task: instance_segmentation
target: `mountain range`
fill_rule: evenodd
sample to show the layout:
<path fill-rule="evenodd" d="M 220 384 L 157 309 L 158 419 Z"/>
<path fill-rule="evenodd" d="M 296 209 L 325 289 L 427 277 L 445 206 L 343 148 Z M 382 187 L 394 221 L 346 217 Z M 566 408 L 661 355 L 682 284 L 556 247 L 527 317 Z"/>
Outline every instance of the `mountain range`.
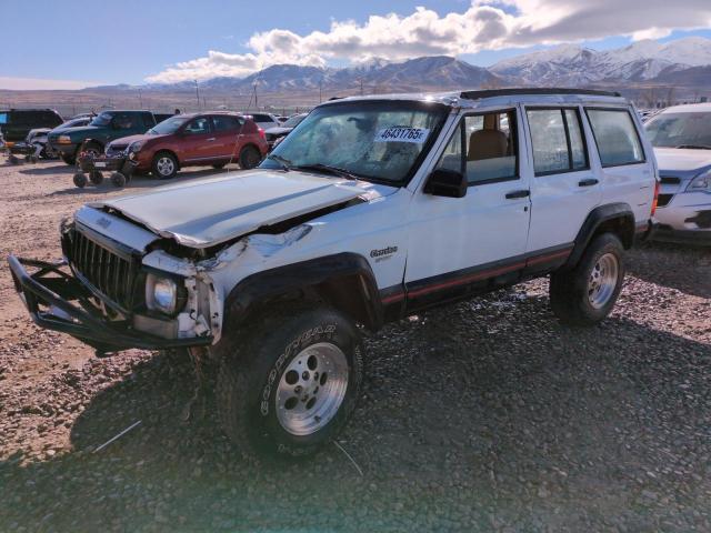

__The problem__.
Please change "mountain range" to "river delta" everywhere in the items above and write them out again with nothing else altered. Leave the pictures out.

__Exercise output__.
task: instance_segmentation
target: `river delta`
fill_rule: evenodd
sample to show the layout:
<path fill-rule="evenodd" d="M 220 384 L 157 309 L 158 419 Z"/>
<path fill-rule="evenodd" d="M 296 209 L 325 289 L 427 277 L 445 206 L 343 148 Z M 382 187 L 394 221 L 346 217 Z M 566 408 L 661 355 L 682 284 L 556 247 L 527 317 Z"/>
Outline every instance of the `river delta`.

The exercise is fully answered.